TASK DATA ▸
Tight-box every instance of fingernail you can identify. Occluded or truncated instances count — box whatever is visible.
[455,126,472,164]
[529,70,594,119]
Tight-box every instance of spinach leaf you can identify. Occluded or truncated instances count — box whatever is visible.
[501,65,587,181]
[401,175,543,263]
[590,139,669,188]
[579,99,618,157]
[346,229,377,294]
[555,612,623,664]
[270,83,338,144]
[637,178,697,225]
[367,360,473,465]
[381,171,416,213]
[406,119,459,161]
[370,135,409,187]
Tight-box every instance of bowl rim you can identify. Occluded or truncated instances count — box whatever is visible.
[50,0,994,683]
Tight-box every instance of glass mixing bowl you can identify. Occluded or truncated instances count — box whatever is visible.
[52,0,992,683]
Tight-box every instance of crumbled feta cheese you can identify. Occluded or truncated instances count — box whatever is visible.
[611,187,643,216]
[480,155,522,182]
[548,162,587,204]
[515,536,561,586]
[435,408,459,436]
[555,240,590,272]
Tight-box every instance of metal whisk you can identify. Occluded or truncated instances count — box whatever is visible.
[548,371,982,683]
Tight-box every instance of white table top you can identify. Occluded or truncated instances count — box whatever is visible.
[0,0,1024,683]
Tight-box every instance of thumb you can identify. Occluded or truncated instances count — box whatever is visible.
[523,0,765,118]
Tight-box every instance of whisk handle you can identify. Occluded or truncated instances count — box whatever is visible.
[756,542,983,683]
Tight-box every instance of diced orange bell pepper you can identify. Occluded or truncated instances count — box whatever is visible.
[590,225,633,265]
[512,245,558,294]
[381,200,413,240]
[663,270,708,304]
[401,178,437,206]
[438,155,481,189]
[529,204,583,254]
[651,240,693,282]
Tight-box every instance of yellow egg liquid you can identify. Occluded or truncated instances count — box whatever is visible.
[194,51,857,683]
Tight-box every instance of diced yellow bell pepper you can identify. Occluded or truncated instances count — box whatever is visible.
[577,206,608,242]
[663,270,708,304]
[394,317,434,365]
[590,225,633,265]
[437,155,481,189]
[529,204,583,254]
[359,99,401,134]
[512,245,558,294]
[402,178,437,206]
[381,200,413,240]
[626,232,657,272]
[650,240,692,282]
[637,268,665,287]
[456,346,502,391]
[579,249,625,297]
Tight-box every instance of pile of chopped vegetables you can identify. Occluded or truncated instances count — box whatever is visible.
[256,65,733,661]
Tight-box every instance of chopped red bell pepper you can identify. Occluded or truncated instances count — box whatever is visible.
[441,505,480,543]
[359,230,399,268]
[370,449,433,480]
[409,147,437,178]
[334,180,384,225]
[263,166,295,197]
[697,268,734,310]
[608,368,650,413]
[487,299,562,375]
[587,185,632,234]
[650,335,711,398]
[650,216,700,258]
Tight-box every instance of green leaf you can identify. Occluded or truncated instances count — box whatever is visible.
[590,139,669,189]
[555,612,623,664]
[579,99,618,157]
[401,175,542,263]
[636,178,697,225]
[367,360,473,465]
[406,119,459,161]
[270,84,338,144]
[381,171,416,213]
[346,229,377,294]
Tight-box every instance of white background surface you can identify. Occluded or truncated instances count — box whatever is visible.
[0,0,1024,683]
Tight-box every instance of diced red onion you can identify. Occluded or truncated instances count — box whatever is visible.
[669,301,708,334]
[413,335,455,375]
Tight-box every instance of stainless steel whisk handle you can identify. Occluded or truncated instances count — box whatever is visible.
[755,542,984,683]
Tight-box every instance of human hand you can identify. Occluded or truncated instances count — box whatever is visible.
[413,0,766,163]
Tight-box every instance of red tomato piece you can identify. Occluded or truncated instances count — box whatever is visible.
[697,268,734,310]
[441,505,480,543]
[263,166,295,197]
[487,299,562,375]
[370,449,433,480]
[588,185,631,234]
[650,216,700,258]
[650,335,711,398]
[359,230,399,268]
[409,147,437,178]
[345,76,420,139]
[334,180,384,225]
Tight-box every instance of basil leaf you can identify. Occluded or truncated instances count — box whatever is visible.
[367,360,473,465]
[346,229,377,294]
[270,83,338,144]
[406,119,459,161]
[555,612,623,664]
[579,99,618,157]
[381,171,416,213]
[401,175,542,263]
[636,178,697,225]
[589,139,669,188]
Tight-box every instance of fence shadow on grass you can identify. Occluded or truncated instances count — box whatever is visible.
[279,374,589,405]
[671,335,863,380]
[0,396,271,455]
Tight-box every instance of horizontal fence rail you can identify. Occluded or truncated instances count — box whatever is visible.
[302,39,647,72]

WHAT IS REQUIRED ▸
Lay out all of the entries above as a two-column CSV with the header row entry,answer, giving each entry one row with its text in the first column and its answer in the second. Put every field in double quotes and turn any line breaks within a field into spaces.

EXERCISE RESPONSE ▸
entry,answer
"Tight-box every instance of fingernail you can identify. Occluded or truncated instances count — box whatever is visible.","[455,126,472,164] [529,70,594,119]"
"Tight-box every instance of spinach leaf you can identify. Occluded or truncated instances count — box whatever is visible.","[501,65,587,181] [401,175,543,263] [590,139,669,188] [579,99,618,157] [346,229,377,294] [555,612,623,664] [270,83,338,144] [637,178,697,225] [367,360,473,465] [381,171,416,213] [406,119,459,161] [370,135,409,187]"
"Tight-box every instance of bowl rim you can identify. Occluded or truncated instances count — box whatever is visible.","[50,0,994,683]"
"Tight-box every instance of glass mixing bowl you can identify. Occluded or truncated instances count — box whatever is visible.","[52,0,992,683]"
"Tight-box every instance of crumbled feta cheese you can identify. Occluded or truncated instances count — box whatever is visible.","[611,187,643,216] [480,155,522,182] [548,162,587,204] [515,536,561,586] [435,408,459,436] [555,240,590,272]"
"Tight-box every instance of metal whisk you can identify. Occluded or truncated instances count — box whatever is visible.","[548,371,982,683]"
"Tight-box every instance of white table top you can identify. Occluded or truncated instances count — box whatever is visible.","[0,0,1024,683]"
"Tight-box every instance of thumb you can identify. Occluded or truncated instances count — box whatever is visible.","[523,0,765,118]"
"Tight-box every instance of whisk handle you can identify. Occluded or truncated instances count — box whatever is visible.","[756,542,983,683]"
"Tight-box every instance of diced orange bell pepper you can identify. Occluded or truncated instances count — box whatever is visible.","[590,225,633,265] [512,245,558,294] [381,200,413,240] [663,270,708,304] [401,178,437,206] [438,155,481,189] [529,204,583,254] [651,240,693,282]"
"Tight-box every instance of yellow egg liquid you can identify. Occluded or truncated instances count — box whatever is visible.","[194,51,857,683]"
"Tight-box every instance of diced yellow bell pepper you can identify. Occluded or truncated instances count — box whatever is visible.","[577,206,608,242] [663,270,708,304] [394,317,434,365] [590,225,633,265] [437,155,481,189] [529,204,583,254] [359,99,401,134] [512,245,558,294] [402,178,437,206] [381,200,413,240] [626,232,657,272] [650,240,692,282] [637,268,665,287] [456,346,502,391] [579,249,625,297]"
"Tight-box every instance of pile of chopped vegetables you can identify. Occluded or truncated instances count — box whatever is visible.","[256,65,733,661]"
"Tight-box every instance of chopped red bell pepper you can identify. Occluded or truncated instances count — box whatever is visible.","[441,505,480,543] [359,230,399,268] [370,449,433,480] [409,147,437,178] [334,180,384,225] [263,166,295,197] [697,268,734,310] [608,368,650,413] [487,299,562,375] [587,185,632,234] [650,335,711,398] [650,216,700,258]"
"Tight-box every instance of green leaf you can identify. Occluded or truncated instances count — box whatever is visible.","[590,139,669,189] [555,612,623,664] [579,99,618,157] [401,175,542,263] [636,178,697,225] [367,360,473,465] [406,119,459,161] [270,84,338,144] [381,171,416,213] [346,229,377,294]"
"Tight-box every instance of white background surface you can identify. Occluded or truncated instances count — box whatever is visible.","[0,0,1024,683]"
"Tight-box every instance of diced red onion you can identify. Occluded or truncated instances count — box whatever is visible.","[669,301,708,334] [413,335,455,375]"
"Tight-box every instance of stainless steel whisk handle you can identify. Occluded or truncated instances count — box whatever is visible.","[755,542,984,683]"
"Tight-box every instance of human hand you can identify. Occluded or truncated instances count — box whatever is visible.","[413,0,766,163]"
"Tight-box every instance of red tomato piece you can identify. Occluded or truncated instances count — box whatever is visible.","[697,268,734,310] [441,505,480,543] [263,166,295,197] [487,299,562,375] [370,449,433,480] [588,185,631,234] [650,216,700,258] [650,335,711,398] [359,230,399,268] [409,147,437,178] [345,76,420,139] [334,180,384,225]"
"Tight-box every instance of basil leaf you can identify. Occluded or truncated instances count — box whatever is visible.","[367,360,473,465] [346,229,377,294] [270,83,338,144] [406,119,459,161] [555,612,623,664] [579,99,618,157] [381,171,416,213] [401,175,542,263] [636,178,697,225] [589,139,669,188]"
"Tight-box every instance of fence shadow on grass you can identify. Occluded or truncated instances count — box whatever is visible.","[279,374,589,405] [671,335,863,380] [0,396,271,455]"
"Tight-box every instance of horizontal fence rail you can identify. Occluded or truncated instances count — box whatever is visible.","[302,39,647,72]"